**Requirement:**
Rescale the pixel coordinates in the answers of the records by 0.85, rounding each to a whole number with halves going up. Give those lines again, requests included, starting with the line that contains "Where can the parking" and continuing through the line that contains "pixel 351 58", and return only that span.

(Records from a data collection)

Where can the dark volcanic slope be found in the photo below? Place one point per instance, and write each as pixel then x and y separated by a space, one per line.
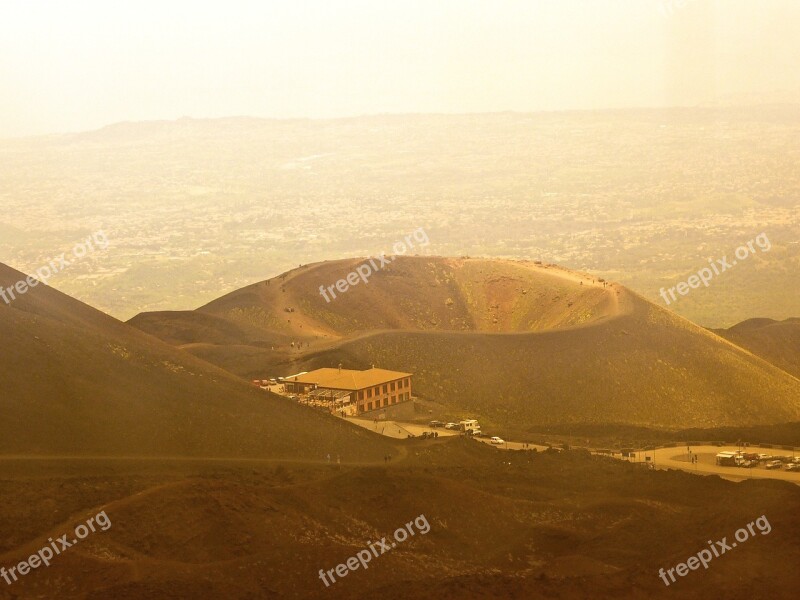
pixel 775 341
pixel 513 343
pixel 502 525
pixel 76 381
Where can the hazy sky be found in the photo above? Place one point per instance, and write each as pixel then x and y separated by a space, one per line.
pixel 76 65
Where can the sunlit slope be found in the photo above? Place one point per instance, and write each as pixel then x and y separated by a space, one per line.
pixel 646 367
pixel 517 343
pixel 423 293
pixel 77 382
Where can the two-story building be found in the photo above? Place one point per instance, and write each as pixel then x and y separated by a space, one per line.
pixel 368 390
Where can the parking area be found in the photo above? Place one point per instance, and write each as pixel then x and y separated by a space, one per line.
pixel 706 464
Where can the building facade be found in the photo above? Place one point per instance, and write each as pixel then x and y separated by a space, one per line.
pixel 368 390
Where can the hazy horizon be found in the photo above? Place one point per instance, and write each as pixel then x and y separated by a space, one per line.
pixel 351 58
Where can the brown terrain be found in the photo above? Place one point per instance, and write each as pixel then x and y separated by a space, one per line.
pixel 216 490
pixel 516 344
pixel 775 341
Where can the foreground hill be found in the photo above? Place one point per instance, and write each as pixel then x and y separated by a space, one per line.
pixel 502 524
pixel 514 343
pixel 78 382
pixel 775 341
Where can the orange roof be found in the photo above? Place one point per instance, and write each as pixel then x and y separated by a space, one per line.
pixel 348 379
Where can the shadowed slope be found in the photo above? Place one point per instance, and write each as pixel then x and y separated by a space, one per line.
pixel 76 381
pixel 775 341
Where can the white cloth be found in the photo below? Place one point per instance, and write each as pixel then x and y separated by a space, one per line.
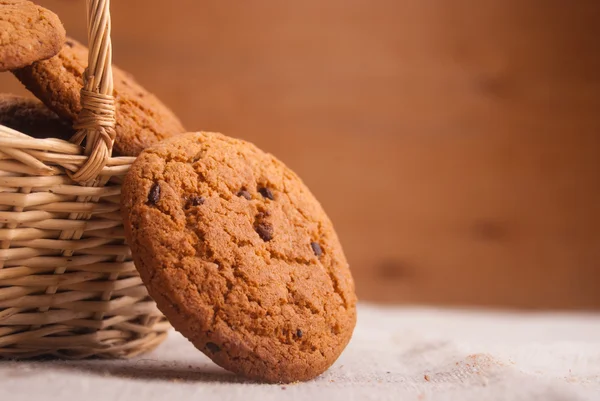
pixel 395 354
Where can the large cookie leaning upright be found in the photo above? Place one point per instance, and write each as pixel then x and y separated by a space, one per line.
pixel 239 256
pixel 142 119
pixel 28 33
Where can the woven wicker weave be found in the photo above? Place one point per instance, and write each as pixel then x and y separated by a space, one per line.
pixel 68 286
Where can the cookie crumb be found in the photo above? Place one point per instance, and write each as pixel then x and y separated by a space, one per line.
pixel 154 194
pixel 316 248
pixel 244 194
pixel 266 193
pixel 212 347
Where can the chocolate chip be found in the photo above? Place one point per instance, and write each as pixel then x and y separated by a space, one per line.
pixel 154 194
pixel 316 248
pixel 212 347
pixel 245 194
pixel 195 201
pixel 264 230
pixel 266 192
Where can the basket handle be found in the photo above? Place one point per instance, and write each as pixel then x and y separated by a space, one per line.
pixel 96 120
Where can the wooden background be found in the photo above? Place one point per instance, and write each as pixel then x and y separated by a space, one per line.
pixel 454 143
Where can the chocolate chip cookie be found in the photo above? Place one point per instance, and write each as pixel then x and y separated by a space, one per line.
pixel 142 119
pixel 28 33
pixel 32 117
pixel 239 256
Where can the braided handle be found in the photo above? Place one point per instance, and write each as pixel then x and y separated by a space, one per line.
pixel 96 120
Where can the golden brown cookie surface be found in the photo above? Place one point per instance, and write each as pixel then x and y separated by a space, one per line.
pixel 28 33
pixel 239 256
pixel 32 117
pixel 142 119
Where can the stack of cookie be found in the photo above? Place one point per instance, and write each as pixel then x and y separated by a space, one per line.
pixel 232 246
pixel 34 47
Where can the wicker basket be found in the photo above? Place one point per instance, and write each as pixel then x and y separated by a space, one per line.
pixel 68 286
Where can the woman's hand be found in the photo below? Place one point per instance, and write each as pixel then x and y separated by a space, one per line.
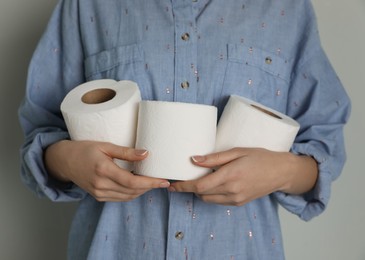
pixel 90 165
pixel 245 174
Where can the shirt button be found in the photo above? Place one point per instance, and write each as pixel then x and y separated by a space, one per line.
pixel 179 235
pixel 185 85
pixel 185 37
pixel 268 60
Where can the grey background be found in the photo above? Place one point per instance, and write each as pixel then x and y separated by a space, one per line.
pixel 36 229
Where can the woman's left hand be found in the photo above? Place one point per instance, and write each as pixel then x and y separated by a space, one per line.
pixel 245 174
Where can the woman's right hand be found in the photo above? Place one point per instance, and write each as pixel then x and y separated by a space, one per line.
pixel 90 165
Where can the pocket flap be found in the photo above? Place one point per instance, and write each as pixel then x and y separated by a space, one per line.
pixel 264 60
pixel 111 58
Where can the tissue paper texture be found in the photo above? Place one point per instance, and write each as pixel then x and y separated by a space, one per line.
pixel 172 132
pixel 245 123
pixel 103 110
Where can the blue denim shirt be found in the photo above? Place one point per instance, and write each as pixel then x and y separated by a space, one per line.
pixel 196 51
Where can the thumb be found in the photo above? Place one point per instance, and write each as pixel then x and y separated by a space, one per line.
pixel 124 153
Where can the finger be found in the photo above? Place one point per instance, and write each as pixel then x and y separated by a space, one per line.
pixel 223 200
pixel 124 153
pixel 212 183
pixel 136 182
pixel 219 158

==

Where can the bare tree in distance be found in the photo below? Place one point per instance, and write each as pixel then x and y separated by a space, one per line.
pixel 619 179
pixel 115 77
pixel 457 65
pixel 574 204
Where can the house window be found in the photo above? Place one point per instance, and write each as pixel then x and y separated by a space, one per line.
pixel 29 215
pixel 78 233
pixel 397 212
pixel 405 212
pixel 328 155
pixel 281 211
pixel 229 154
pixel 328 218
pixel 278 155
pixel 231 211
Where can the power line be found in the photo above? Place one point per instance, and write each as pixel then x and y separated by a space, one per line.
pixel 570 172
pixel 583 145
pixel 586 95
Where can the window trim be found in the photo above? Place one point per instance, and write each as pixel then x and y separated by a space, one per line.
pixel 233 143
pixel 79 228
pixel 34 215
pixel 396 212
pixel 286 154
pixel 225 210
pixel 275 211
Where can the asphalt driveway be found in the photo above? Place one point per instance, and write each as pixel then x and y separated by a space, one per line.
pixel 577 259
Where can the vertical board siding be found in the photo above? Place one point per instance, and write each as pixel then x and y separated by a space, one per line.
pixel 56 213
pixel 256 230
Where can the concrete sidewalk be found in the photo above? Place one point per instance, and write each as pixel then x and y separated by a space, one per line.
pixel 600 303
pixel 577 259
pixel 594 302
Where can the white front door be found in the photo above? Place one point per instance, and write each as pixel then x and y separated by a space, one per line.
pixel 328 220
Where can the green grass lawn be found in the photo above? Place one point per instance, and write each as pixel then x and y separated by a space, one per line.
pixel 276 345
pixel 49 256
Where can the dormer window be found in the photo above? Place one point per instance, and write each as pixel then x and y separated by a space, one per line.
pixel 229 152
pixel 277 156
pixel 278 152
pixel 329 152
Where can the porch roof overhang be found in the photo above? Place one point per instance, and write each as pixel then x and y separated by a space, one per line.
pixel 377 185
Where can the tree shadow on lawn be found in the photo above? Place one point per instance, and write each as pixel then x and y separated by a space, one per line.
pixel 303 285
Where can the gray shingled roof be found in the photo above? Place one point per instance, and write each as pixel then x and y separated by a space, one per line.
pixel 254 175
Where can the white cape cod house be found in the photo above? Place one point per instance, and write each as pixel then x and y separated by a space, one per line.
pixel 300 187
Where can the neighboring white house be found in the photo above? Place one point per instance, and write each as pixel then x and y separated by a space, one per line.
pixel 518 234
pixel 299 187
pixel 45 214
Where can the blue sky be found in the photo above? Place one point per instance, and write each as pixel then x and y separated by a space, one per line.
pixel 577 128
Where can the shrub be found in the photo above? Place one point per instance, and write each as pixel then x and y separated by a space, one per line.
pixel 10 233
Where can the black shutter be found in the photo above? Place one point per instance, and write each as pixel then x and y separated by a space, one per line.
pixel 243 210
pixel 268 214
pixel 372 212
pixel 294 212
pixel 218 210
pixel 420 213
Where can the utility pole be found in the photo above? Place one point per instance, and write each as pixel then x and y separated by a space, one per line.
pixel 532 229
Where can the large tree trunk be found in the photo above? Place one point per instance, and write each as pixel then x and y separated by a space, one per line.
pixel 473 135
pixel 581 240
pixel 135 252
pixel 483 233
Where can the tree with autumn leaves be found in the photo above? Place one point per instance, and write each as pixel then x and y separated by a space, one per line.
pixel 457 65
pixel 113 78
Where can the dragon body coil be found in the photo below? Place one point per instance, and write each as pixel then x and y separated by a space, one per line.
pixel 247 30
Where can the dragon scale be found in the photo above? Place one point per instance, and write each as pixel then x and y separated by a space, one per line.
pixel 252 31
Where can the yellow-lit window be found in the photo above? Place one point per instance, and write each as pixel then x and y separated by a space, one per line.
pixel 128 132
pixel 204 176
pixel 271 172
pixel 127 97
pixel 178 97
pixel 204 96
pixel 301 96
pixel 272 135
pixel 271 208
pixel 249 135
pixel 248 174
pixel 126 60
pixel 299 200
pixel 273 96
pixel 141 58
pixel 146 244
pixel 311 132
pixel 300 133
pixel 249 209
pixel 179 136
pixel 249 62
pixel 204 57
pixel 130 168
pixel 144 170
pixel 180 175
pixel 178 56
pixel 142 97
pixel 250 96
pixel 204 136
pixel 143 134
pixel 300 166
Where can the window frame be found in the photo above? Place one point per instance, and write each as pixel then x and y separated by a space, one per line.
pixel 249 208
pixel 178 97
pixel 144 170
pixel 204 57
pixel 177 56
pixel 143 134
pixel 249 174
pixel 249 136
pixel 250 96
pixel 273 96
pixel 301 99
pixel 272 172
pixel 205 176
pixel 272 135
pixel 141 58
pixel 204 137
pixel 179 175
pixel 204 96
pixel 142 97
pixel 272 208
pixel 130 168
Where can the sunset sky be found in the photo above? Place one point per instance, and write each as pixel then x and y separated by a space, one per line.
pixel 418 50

**Response below:**
Where can the parking area be found in the photo above? Place one point per instance, and write each as pixel then x and y separated by a space, one per line.
pixel 600 394
Where can the building facade be found in the photo above? Place one point per instance, and write each as pixel then x and y separated by a space, one per line.
pixel 313 332
Where can the hazy horizon be found in the photo above? Place one point per instance, and write each as pixel then x and y separated by a space, one per line.
pixel 298 49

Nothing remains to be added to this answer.